↓↓↓

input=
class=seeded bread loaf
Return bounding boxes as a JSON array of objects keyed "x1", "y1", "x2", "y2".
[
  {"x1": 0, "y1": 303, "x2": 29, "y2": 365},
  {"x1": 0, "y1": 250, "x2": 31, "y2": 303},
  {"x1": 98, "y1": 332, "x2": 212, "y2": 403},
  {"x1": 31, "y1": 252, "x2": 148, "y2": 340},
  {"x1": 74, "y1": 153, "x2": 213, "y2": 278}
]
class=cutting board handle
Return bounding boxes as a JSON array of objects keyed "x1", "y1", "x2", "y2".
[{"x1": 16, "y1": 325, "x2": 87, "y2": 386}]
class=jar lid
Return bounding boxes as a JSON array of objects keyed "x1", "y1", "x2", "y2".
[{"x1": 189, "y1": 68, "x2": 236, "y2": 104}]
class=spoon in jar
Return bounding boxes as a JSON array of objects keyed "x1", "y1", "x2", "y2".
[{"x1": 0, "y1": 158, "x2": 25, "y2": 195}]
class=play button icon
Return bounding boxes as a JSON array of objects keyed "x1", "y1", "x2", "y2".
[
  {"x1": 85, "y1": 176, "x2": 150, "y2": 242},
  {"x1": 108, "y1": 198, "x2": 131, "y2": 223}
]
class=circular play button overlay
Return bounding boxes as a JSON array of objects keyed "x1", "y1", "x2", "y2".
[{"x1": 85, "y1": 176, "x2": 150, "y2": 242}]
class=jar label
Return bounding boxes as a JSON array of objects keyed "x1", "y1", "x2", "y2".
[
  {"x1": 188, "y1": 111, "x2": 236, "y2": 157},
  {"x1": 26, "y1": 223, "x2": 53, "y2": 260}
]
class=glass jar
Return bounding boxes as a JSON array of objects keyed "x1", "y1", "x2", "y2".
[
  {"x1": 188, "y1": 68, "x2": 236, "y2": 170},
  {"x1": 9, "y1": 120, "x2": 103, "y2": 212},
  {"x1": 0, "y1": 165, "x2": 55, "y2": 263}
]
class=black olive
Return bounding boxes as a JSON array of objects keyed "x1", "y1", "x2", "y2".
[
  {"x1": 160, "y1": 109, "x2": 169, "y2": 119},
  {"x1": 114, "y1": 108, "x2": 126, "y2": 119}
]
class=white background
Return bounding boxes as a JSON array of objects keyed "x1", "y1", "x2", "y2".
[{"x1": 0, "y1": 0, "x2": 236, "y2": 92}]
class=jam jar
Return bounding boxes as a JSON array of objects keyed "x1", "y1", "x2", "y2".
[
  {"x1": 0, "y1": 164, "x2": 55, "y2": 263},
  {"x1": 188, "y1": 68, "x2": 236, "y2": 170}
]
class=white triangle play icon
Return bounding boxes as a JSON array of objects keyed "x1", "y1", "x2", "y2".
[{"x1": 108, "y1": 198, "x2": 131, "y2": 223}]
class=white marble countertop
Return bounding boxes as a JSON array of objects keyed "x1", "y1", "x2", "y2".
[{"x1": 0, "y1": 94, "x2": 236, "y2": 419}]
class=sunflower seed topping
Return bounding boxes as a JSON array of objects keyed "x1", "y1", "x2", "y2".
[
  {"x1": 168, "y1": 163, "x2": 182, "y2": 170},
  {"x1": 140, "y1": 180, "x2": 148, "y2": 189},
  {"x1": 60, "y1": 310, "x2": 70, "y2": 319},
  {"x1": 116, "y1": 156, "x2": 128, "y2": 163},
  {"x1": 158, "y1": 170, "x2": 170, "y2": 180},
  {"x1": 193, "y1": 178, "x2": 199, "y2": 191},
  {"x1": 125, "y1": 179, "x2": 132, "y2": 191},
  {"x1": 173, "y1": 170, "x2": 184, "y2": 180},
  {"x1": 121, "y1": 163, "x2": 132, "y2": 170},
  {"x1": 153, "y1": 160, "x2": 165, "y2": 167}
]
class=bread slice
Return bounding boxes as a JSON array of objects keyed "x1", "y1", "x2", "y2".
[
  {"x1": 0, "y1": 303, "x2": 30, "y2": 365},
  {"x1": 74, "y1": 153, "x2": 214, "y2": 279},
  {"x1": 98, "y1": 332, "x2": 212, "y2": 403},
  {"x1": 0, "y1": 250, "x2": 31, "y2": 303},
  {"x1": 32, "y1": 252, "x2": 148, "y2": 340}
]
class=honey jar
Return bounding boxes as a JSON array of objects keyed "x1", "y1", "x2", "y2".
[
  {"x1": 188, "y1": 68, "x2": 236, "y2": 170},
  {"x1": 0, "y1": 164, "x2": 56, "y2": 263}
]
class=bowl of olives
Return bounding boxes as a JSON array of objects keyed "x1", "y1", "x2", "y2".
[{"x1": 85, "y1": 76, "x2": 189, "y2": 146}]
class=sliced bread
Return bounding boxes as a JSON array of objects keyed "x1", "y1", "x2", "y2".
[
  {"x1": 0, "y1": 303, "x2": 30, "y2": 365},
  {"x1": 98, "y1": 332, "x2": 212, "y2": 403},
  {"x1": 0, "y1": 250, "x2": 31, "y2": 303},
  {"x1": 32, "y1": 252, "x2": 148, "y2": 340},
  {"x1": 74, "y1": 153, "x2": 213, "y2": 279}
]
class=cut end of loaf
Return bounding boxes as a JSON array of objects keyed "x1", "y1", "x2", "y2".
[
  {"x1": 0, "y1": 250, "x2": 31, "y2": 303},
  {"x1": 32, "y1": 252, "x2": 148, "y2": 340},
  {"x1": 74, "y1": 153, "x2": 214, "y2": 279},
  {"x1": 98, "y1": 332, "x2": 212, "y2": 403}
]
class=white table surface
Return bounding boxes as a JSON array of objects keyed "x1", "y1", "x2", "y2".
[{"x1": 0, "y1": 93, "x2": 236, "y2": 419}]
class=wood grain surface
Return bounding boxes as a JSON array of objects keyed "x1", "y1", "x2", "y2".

↑↑↑

Requirement:
Reproduce the records word for word. Begin at the line containing "class=white table surface", and stop after the last line of the records.

Reply:
class=white table surface
Return bounding boxes as a JSON array of objects keyed "x1", "y1", "x2", "y2".
[{"x1": 0, "y1": 93, "x2": 236, "y2": 419}]
class=wood grain surface
Return bounding boxes as a JSON array of objects keyed "x1", "y1", "x2", "y2".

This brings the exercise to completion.